Segment Start: Exercise data
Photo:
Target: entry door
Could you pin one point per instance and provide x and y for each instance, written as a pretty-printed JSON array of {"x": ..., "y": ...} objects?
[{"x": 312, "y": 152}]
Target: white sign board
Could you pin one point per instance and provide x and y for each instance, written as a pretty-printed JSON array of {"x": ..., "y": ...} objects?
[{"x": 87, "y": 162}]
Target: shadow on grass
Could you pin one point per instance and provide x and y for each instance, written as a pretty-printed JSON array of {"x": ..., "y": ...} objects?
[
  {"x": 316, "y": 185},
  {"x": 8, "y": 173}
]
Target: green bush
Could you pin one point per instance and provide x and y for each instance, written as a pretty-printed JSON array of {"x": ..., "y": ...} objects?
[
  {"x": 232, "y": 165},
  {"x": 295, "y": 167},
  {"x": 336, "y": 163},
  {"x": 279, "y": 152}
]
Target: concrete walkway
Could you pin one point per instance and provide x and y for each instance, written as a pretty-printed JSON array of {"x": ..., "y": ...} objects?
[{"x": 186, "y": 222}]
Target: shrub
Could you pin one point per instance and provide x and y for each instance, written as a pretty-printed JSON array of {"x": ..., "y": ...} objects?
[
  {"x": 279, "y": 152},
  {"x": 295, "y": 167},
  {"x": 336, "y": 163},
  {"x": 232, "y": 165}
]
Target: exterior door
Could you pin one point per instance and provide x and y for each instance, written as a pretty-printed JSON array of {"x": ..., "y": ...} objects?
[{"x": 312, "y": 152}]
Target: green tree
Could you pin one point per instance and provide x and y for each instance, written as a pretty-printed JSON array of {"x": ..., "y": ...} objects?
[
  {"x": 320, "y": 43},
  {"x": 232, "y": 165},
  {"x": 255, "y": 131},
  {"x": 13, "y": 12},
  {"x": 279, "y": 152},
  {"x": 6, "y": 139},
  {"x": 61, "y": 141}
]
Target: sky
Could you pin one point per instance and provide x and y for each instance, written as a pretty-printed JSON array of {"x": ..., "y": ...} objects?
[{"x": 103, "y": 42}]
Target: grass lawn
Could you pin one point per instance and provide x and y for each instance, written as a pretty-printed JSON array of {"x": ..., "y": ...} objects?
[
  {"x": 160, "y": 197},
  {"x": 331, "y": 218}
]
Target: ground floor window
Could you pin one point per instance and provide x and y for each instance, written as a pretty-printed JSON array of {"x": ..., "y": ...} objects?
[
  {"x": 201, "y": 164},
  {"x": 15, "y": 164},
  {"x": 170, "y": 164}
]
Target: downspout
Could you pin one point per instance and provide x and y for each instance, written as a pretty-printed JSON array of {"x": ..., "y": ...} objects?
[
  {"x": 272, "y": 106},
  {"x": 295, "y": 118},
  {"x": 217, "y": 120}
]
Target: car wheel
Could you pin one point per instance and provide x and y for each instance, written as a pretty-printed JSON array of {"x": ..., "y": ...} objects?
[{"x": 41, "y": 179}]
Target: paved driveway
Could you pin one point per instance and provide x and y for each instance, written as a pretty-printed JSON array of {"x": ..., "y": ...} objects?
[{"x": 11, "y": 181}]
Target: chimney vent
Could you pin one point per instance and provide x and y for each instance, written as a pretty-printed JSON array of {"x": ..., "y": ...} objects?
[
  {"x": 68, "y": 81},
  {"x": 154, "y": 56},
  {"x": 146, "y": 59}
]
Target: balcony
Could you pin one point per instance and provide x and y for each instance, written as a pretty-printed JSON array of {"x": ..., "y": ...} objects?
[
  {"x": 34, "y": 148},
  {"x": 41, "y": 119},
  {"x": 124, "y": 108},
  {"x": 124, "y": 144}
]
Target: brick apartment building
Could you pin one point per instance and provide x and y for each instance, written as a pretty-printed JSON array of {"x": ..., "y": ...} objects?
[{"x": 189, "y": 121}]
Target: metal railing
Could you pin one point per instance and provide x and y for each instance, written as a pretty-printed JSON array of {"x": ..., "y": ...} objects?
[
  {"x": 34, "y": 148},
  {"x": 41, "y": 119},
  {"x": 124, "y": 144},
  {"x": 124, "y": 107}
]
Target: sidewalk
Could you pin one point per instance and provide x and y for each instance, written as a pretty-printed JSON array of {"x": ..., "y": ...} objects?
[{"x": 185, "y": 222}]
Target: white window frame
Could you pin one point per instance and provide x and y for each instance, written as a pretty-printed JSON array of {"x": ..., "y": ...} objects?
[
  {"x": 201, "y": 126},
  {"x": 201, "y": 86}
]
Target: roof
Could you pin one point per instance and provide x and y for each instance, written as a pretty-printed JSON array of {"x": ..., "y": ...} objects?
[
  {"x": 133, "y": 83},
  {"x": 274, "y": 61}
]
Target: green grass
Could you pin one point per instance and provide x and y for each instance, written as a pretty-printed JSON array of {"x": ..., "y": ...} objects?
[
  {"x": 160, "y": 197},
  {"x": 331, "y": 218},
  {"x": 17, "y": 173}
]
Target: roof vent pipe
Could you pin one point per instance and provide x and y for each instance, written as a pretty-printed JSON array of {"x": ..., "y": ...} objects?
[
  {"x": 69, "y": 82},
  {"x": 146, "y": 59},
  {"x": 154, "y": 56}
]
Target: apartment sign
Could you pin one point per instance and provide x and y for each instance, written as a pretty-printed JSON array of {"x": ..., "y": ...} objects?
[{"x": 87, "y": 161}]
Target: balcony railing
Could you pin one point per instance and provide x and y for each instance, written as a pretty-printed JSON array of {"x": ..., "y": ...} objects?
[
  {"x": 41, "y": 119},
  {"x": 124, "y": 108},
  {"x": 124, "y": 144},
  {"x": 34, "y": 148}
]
Segment End: Exercise data
Return word for word the lines above from the line with "Target: roof vent pipe" to the line with "Target: balcony railing", including both and leaving out all others.

▶ **Problem solution**:
Target: roof vent pipe
Could you pin one point per instance and provide x and y for each instance, written as a pretty-printed JSON array of {"x": ..., "y": ...} objects?
[
  {"x": 69, "y": 82},
  {"x": 146, "y": 59},
  {"x": 154, "y": 56}
]
Target: apartment sign
Could you pin one point per instance and provide x and y for each instance, written as a pretty-printed JSON array of {"x": ..., "y": ...} objects?
[{"x": 87, "y": 161}]
Target: balcony railing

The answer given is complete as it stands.